• PROBLEM TO SOLVE
Your answer is the lines below, exactly, from the one that contains "In an <instance>, prompts" through the one that contains "box: [28, 41, 187, 77]", both included.

########

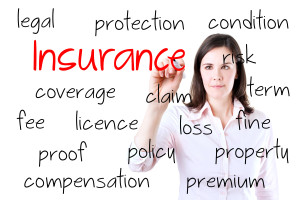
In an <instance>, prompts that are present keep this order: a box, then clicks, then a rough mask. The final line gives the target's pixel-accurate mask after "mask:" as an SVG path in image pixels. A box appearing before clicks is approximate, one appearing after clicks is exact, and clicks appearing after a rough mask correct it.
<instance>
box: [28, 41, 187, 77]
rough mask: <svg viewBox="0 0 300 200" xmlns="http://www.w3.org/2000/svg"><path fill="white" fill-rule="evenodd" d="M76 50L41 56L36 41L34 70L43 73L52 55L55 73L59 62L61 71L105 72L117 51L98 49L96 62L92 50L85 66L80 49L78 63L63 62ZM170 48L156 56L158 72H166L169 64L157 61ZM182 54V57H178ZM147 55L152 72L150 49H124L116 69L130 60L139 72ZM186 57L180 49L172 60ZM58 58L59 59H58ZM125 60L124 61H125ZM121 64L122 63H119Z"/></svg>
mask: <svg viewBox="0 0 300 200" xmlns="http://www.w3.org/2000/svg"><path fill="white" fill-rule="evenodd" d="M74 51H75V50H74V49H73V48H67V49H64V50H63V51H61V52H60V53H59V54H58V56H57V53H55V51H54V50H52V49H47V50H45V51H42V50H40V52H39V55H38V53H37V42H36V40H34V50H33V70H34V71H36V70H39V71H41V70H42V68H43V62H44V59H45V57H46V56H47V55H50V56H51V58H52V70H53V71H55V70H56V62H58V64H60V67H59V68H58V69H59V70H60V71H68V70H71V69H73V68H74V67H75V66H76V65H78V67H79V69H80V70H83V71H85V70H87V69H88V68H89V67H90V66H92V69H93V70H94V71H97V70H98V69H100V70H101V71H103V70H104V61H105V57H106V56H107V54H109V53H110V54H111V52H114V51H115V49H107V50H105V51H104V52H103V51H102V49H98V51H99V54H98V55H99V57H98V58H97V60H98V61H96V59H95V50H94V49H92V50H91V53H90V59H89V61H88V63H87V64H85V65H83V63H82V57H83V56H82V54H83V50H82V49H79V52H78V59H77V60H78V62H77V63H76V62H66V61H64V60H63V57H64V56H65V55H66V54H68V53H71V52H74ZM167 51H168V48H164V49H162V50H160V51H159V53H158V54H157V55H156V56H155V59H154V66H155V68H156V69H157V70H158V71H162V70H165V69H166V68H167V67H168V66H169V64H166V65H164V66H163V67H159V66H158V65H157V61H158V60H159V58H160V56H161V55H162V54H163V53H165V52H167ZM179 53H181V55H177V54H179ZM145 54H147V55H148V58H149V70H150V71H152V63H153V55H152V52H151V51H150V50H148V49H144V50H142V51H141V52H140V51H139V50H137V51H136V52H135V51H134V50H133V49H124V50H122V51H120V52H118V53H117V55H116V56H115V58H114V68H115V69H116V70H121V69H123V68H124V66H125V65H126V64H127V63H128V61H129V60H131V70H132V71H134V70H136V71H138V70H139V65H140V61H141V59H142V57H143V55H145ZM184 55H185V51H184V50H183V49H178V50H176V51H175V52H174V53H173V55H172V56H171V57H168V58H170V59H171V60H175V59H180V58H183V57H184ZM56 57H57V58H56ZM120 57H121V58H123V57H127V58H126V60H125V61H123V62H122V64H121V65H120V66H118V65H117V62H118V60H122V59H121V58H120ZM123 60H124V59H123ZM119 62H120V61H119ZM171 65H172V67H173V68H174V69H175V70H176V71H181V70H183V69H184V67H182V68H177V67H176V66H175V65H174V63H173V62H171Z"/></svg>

########

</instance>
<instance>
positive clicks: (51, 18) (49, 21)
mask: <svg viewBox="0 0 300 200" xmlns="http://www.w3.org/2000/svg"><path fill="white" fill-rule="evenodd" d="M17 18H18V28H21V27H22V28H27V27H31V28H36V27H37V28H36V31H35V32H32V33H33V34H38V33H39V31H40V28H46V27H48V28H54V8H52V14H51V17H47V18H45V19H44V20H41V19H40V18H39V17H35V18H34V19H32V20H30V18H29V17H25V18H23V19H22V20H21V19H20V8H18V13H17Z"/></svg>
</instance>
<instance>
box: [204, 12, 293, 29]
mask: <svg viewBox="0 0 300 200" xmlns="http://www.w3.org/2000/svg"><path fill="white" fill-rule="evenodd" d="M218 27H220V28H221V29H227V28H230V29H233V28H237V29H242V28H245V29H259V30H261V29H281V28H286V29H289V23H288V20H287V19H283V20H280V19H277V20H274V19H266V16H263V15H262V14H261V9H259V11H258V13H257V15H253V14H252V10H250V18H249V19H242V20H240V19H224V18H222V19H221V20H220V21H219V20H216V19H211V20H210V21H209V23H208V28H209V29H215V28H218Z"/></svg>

########

• TASK RESPONSE
In an <instance>, prompts that are present keep this order: a box, then clicks, then a rough mask. The final line gives the target's pixel-accurate mask after "mask:" as an SVG path in image pixels. A box appearing before clicks is approximate, one appearing after clicks is exact, and clicks appearing after a rough mask correct it.
<instance>
box: [28, 41, 187, 77]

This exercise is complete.